• What you will do
Your answer must be an exact copy of the entries below, with no pictures in it.

• Information provided
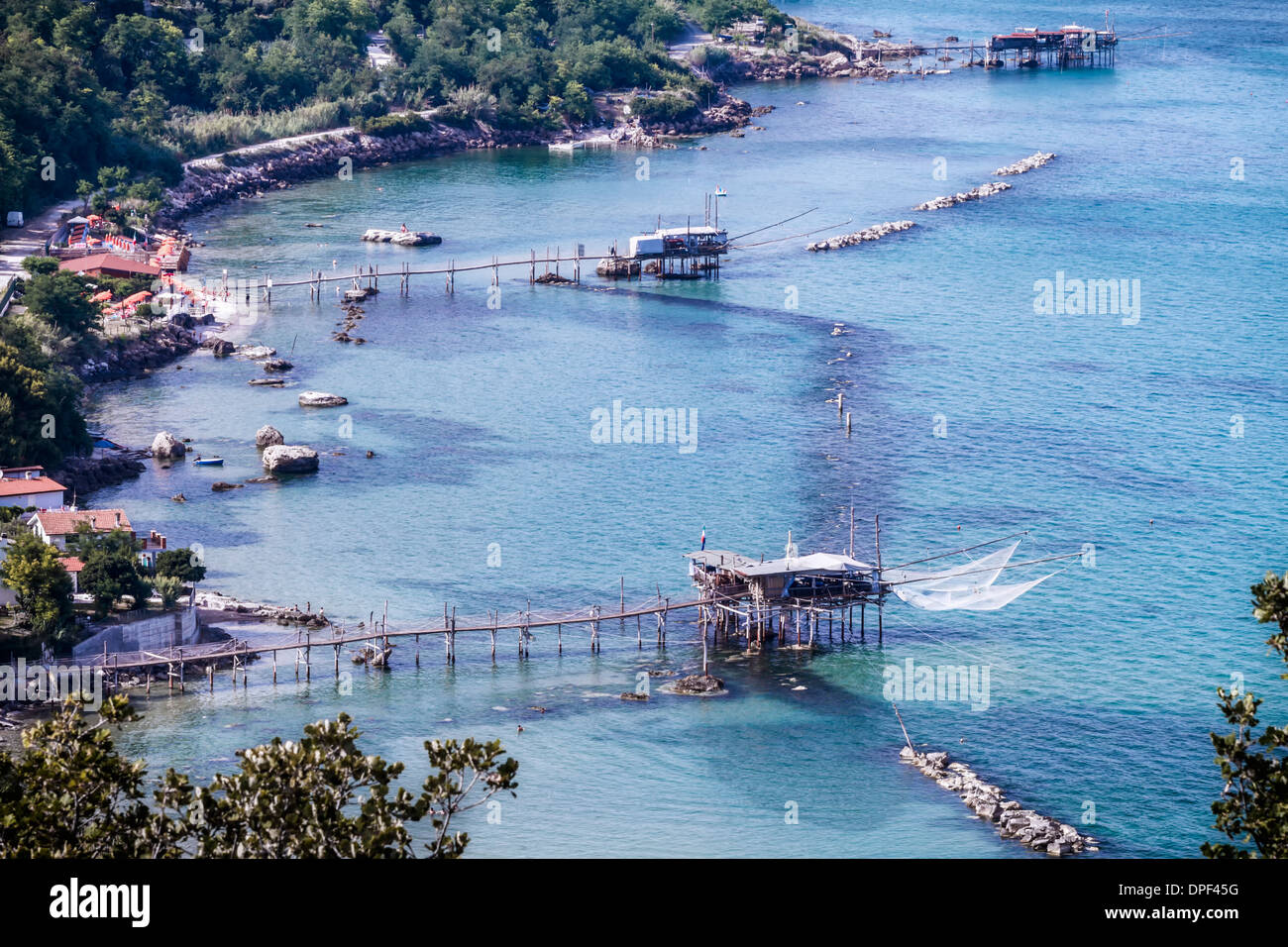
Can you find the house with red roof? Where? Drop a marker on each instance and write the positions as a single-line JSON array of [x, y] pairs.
[[29, 486], [108, 264], [55, 526]]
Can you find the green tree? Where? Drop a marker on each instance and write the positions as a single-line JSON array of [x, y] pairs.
[[168, 587], [42, 585], [72, 795], [63, 299], [1253, 805], [39, 265], [181, 564], [112, 570]]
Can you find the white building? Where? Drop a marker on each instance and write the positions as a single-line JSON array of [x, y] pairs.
[[27, 486]]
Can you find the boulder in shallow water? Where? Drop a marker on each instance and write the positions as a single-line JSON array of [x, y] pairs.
[[321, 399], [166, 445], [268, 436], [279, 459], [698, 684]]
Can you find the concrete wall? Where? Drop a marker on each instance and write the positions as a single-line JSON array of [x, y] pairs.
[[163, 630]]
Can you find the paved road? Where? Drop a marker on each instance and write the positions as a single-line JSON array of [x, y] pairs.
[[691, 38], [17, 243]]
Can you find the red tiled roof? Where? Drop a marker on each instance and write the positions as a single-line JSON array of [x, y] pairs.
[[108, 262], [63, 522], [17, 486]]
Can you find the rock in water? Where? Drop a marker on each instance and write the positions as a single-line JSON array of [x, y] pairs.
[[290, 459], [402, 239], [321, 399], [698, 684], [166, 445], [268, 436]]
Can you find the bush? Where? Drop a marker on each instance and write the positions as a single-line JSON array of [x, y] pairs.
[[393, 124], [664, 108]]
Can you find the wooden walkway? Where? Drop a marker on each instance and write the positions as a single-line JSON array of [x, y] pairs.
[[239, 652], [716, 612]]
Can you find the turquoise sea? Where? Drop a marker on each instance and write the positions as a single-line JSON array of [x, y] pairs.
[[1159, 444]]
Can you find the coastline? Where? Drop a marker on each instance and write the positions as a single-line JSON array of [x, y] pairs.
[[213, 180]]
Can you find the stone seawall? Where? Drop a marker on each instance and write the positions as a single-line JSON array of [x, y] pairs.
[[275, 165]]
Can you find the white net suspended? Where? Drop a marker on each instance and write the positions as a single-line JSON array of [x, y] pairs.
[[970, 586]]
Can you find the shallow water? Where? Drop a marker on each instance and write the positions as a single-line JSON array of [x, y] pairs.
[[1078, 428]]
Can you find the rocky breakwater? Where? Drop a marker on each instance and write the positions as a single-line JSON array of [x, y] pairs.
[[1028, 163], [166, 446], [81, 475], [962, 196], [321, 399], [1028, 827], [268, 436], [127, 359], [765, 65], [726, 115], [698, 684], [861, 236], [275, 165], [402, 237], [233, 607], [290, 459]]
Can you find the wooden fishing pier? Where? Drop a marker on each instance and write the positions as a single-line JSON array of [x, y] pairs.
[[737, 598], [722, 617]]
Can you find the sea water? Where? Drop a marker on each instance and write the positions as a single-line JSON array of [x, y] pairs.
[[1151, 444]]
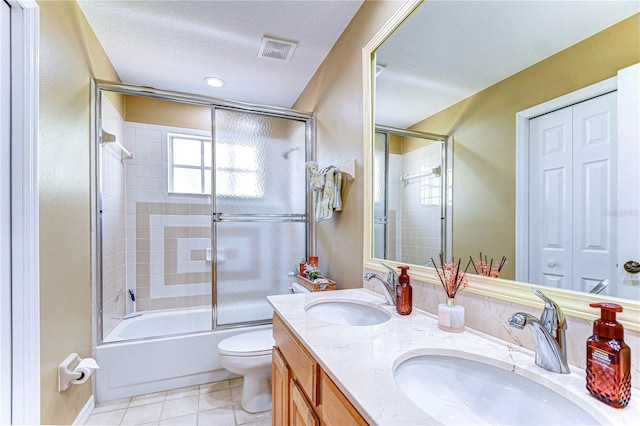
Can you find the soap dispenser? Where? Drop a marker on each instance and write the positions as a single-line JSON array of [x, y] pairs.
[[403, 292], [609, 359]]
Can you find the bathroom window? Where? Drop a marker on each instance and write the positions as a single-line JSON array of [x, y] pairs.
[[189, 164]]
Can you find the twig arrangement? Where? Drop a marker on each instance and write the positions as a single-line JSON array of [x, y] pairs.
[[451, 278], [485, 268]]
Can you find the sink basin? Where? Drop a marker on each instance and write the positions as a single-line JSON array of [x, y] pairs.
[[347, 313], [458, 391]]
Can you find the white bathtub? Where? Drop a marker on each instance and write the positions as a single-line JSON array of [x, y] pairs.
[[137, 367]]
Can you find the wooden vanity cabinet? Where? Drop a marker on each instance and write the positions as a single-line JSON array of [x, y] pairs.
[[303, 394]]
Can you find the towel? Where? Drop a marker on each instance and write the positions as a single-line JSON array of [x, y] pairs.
[[326, 184]]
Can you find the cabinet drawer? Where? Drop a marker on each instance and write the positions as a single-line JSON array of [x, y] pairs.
[[336, 408], [303, 367], [301, 413]]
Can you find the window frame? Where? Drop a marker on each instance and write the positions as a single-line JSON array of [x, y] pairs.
[[171, 166]]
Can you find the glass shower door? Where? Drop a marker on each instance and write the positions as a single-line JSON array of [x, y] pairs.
[[260, 215]]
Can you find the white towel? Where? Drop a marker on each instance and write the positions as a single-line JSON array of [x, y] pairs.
[[327, 186]]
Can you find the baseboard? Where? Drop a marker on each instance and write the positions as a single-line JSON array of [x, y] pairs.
[[86, 412]]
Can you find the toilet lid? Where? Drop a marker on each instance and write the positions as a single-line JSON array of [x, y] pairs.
[[252, 343]]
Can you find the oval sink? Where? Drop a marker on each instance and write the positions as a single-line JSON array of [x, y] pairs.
[[460, 391], [347, 313]]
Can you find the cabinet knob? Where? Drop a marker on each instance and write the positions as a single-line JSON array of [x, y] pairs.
[[632, 267]]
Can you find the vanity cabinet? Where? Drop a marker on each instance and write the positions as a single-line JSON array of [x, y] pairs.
[[303, 394]]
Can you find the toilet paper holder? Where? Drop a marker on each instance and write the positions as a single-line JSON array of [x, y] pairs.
[[75, 370]]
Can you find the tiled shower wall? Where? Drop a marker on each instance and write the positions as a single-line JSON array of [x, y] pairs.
[[114, 255], [416, 236], [167, 234]]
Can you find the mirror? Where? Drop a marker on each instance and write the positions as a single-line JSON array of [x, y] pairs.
[[479, 72]]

• Solution below
Can you find the house with red roof? Where? Drop a marker on each instance and write the positions as a single-line JSON array of [x, y] pairs.
[[29, 486], [108, 264], [55, 526]]
Can you find the green tree? Where? Drop a marker on each instance and write the positions as a single-line JSON array of [x, y] pairs.
[[168, 587], [42, 585], [72, 795], [63, 299], [1253, 805], [39, 265], [181, 564], [112, 570]]
Can you find the white building? Where? Drop a marker on each instance and write the positions as a single-line JSON array of [x, y] pairs.
[[27, 486]]
Can you find the boulder in shallow water? Where? Drop a marker on each instance and write the positions as a single-line JSON array of [x, y] pairs.
[[321, 399], [166, 445], [268, 436], [279, 459], [698, 684]]
Can you find the concrete wall? Where? Drop a marker on each instance and write the positions as a single-line JSON array of [x, y] pairs.
[[163, 630]]
Can you find the paved road? Where? Drop a marker on each instance and write the positions as a single-line JSON array of [x, y] pairs.
[[691, 38], [17, 243]]
Can you find the red tiled roof? Where? Drop a marker on each instance and write the positions as a single-line JSON array of [x, y] pairs.
[[108, 262], [63, 522], [17, 486]]
Can you find the rock in water? Where? Drop a marker on each instance and write the positions as a single-line JSON array of [x, y] pairs.
[[290, 459], [402, 239], [321, 399], [698, 684], [166, 445], [268, 436]]
Can you find the bush? Where? Drop a marker on each instance and write the positions as a single-line JSON array of [x, y] pairs.
[[393, 124], [664, 108]]
Can you find the wooden walkway? Where? Drop a marker on each instance and write the positions as a single-line JSON array of [x, y] pairs.
[[239, 652], [716, 612]]
Can you find the turquoise sea? Where? Drop a marker on each instance and write the positions as a single-line JSON array of [x, y] pairs.
[[1159, 444]]
Can you find the coastline? Where? Drop a marker on each instance and write the positions as a single-line JSON array of [x, y] pairs.
[[213, 180]]
Can you find the stone seawall? Where? Drop a marker on each instance and write the positions as a single-line JSON array of [x, y] pairs.
[[275, 165]]
Can you find the white net suspended? Where? Drop a marker on each instance and write the positions as a single-line JSON array of [x, y] pairs.
[[970, 586]]
Can you find the shallow water? Where? Drop a marker on each instance and write the positions as a single-line JSON array of [x, y] pairs.
[[1078, 428]]
Can you find the rocky breakwater? Where? Drop a marker on each instance and write the positions as a single-line JSON array of [x, y] pairs.
[[1028, 163], [166, 446], [81, 475], [962, 196], [321, 399], [1028, 827], [268, 436], [127, 359], [765, 65], [726, 115], [698, 684], [861, 236], [275, 165], [402, 237], [233, 607], [290, 459]]
Can you find the wooden fishing pier? Where? Drop a marker on each instance and write the positions as a single-line JSON array of [x, y] pairs.
[[737, 598], [722, 617]]
Can you find the sea water? Where? Drop a marker on each instance and write the positions as a single-line JSON array of [x, y] pairs.
[[1151, 444]]
Can you find the soap dispenser? Where? Drop a marker on each instance and write the positions as a single-line JSON array of [x, y] pairs.
[[403, 292], [609, 359]]
Can you find the bathroom window? Where? Drop a marker on each instance and write the positions as a single-line JSON array of [x, y] pairs.
[[189, 164]]
Can you find the twig arrangement? Where? Drop a marker on each instance and write the positions as a single-line JSON array of [x, y] pairs.
[[451, 278], [485, 268]]
Can you find the sink basin? Where? Drop a marker on each instance and write the positions as a single-line JSON array of [x, y] pairs.
[[347, 313], [458, 391]]
Can you find the white bathtub? Where? Drop a marker on each instance and write the positions as a single-line JSON array of [x, y] pairs.
[[137, 367]]
Can you find the wooden vanity cabinet? Where? Drop a marker on each instance and write the positions as a single-line JSON array of [x, y] pairs.
[[303, 394]]
Can you find the towel? Where? Drop a marker on each instance and write the positions as a single-line JSON array of [x, y] pairs.
[[326, 184]]
Can you find the cabinet drawer? Where? Drop a marker on each instance and write the positions as a single-line JSON array of [x, y] pairs.
[[336, 408], [303, 367], [301, 413]]
Can you find the window frame? Where? Drop a marker on each instance and write the positions as a single-line JSON array of [x, y] pairs.
[[171, 166]]
Can you find the glass shower door? Where? Drop a marker on each instance and write the positions as a single-line JSON array of [x, y] pairs.
[[260, 215]]
Can you find the white towel? Where? Drop a marker on each instance and write the positions as a single-line JSON array of [x, y] pairs.
[[327, 186]]
Can you find the baseboard? Where? Drop a marker on each instance and write the positions as a single-line JSON array of [x, y] pairs.
[[86, 412]]
Can you find the toilet lid? Where? Drop a marker on each instance and write the positions as a single-line JSON array of [x, y] pairs.
[[252, 343]]
Can you find the oval sink? Where? Drop a marker on each instance and write the positions as a single-line JSON array of [x, y] pairs.
[[460, 391], [347, 313]]
Can you find the cabinet knob? Where? Drop a marker on each instance and write the positions as a single-line JSON array of [x, y] pairs.
[[632, 267]]
Can you find the vanity cabinet? Where? Drop a marker on each instance and write the positions as a single-line JSON array of [x, y] pairs.
[[303, 394]]
Can you find the toilet paper holder? Where? Drop a marker on each instance and write the positions as a single-line JSON array of [x, y] pairs.
[[75, 370]]
Can you find the tiled shower wall? Where? Drop a marker on each instance and write the positions as a single-line JSON array of [x, y] pairs.
[[114, 255], [416, 236], [167, 234]]
Can you find the mirror? Where? Drop a marker on each instance and write the positions as a single-line JSON array of [x, y] pairs.
[[479, 72]]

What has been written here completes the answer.